[Objective]:
Please format the lines below as a JSON list of strings, one string per line, with blank lines left out. Leave the pictures out of the answer.

==== Data listing

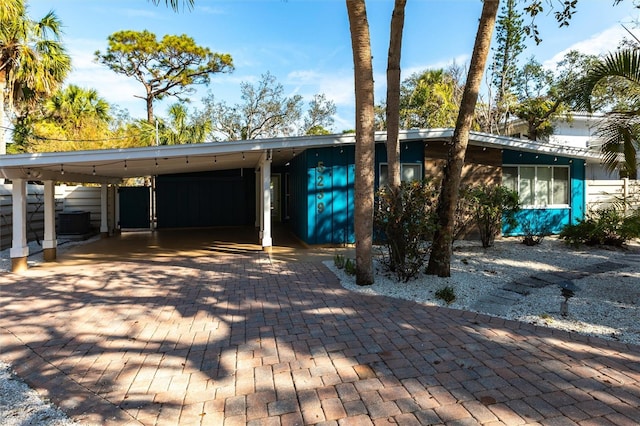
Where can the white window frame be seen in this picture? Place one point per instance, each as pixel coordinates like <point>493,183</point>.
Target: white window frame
<point>535,184</point>
<point>382,182</point>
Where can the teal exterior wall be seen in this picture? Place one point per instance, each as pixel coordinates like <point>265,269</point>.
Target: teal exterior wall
<point>322,190</point>
<point>554,219</point>
<point>322,195</point>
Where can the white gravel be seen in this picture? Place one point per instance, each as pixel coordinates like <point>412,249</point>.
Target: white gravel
<point>606,305</point>
<point>19,404</point>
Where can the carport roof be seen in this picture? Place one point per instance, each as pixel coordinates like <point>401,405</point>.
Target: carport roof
<point>113,165</point>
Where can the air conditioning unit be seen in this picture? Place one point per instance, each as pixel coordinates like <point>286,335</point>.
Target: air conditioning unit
<point>74,223</point>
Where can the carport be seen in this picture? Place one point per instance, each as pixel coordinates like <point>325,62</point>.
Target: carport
<point>110,167</point>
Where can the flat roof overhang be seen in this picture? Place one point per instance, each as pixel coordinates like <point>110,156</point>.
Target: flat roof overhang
<point>114,165</point>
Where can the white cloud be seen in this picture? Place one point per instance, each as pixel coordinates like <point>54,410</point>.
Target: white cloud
<point>598,44</point>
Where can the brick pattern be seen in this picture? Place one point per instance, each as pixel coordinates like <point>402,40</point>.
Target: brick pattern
<point>226,340</point>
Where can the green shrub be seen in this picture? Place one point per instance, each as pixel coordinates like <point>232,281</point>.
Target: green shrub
<point>536,229</point>
<point>607,226</point>
<point>404,220</point>
<point>350,267</point>
<point>447,294</point>
<point>491,205</point>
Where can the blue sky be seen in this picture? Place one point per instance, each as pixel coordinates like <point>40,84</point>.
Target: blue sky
<point>305,44</point>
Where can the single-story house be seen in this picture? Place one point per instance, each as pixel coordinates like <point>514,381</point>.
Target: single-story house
<point>306,181</point>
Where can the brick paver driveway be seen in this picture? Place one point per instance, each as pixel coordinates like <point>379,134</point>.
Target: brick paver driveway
<point>235,339</point>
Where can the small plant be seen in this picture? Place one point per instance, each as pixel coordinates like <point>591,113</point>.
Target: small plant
<point>536,229</point>
<point>447,294</point>
<point>491,206</point>
<point>404,219</point>
<point>350,267</point>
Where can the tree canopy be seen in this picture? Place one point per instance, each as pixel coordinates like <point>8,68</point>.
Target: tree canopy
<point>265,112</point>
<point>33,61</point>
<point>166,67</point>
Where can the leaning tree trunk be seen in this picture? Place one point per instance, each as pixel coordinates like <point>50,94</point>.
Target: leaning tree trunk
<point>365,139</point>
<point>440,258</point>
<point>394,229</point>
<point>393,94</point>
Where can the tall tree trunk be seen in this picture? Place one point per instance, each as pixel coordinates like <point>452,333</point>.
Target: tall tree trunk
<point>365,139</point>
<point>440,258</point>
<point>150,109</point>
<point>393,94</point>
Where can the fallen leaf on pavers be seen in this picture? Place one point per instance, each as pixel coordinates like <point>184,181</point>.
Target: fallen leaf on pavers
<point>487,400</point>
<point>364,371</point>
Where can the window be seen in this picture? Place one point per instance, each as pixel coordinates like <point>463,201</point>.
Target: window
<point>539,186</point>
<point>408,172</point>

========

[Task solution]:
[
  "Where can the white window frame be seen in this picture? Place one point per instance, each as pixel coordinates like <point>493,183</point>.",
  "Target: white window frame",
  "<point>535,184</point>",
  "<point>382,182</point>",
  "Where can the teal exterior wall be seen in this picture? Place one point per instance, each as pixel coordinates like <point>265,269</point>.",
  "Target: teal exterior wall",
  "<point>322,190</point>",
  "<point>554,219</point>",
  "<point>322,195</point>",
  "Where can the white gravel be seen in this picture? Place one point per instance, each as pixel coordinates like <point>412,249</point>.",
  "Target: white gravel",
  "<point>606,305</point>",
  "<point>19,404</point>",
  "Where can the carport roof be seen in this picture? Place one point per instance, each as pixel coordinates like <point>401,405</point>.",
  "Target: carport roof",
  "<point>113,165</point>",
  "Where can the air conditioning unit be seen in this picture? Place one point per instance, each as pixel coordinates like <point>286,335</point>.",
  "Target: air conditioning unit",
  "<point>74,223</point>",
  "Where can the carport be seen in this picture? Place one point per instance, each as pixel coordinates like <point>325,62</point>.",
  "Target: carport",
  "<point>110,167</point>",
  "Where can the flat roof overhang be seen in this picture? Place one point per instance, each as pixel coordinates like <point>110,156</point>.",
  "Target: flat roof overhang",
  "<point>114,165</point>",
  "Where can the white cloud be seen in this picture? Place one point per instance, each as pixel coordinates like <point>54,410</point>.",
  "Target: white cloud",
  "<point>598,44</point>",
  "Where can the brick pattern be seen in this picture? Place one point per instance, each as pixel coordinates like <point>402,40</point>.",
  "Target: brick pattern",
  "<point>226,340</point>",
  "Where can the green shrub be seen in this picture? Place one point per instance, each as pixel coordinates like <point>232,281</point>.",
  "Target: green shrub",
  "<point>536,229</point>",
  "<point>607,226</point>",
  "<point>404,220</point>",
  "<point>350,267</point>",
  "<point>447,294</point>",
  "<point>491,205</point>",
  "Where can the blue sky be seen in this picture? Place one point per instance, each as pixel coordinates like <point>40,84</point>.",
  "Target: blue sky",
  "<point>305,44</point>",
  "Where can the single-story house be seen in this picture? Place one point per instance, each as pixel coordinates like <point>514,381</point>.",
  "Target: single-story house",
  "<point>306,181</point>",
  "Where can the brick paver driveway be seen in this picture? Place one point per instance, each as pixel coordinates like <point>379,134</point>.",
  "Target: brick paver driveway",
  "<point>235,339</point>",
  "Where can the small plant be seen in this picture? Place one point per instance, each as pixel coordinates like <point>591,113</point>.",
  "Target: small plant",
  "<point>536,229</point>",
  "<point>447,294</point>",
  "<point>491,206</point>",
  "<point>404,219</point>",
  "<point>350,267</point>",
  "Where can the tree canopy be seen in this picture? Place one point per instance, each as pixel coordinates like <point>8,68</point>.",
  "Target: tree canopy",
  "<point>265,112</point>",
  "<point>33,61</point>",
  "<point>166,67</point>",
  "Where can the leaning tree trunk be seen in this picture? Place one point per instance, each as pixel coordinates like <point>50,94</point>.",
  "Target: leaning tree trunk",
  "<point>365,139</point>",
  "<point>440,258</point>",
  "<point>394,229</point>",
  "<point>393,94</point>",
  "Where can the tall tree trunk be seen in this picture? Place one point per instance, each as pixel coordinates like <point>452,333</point>.",
  "Target: tall tree trunk",
  "<point>365,139</point>",
  "<point>440,258</point>",
  "<point>150,109</point>",
  "<point>393,94</point>",
  "Where can the fallen leaf on pavers be seen in this picture? Place one point per instance, each as pixel coordinates like <point>184,181</point>.",
  "Target: fallen leaf on pavers",
  "<point>487,400</point>",
  "<point>364,371</point>",
  "Where can the window be seen in this picture? Place one point per instance, each as pixel coordinates like <point>463,201</point>.",
  "Target: window",
  "<point>539,186</point>",
  "<point>408,172</point>"
]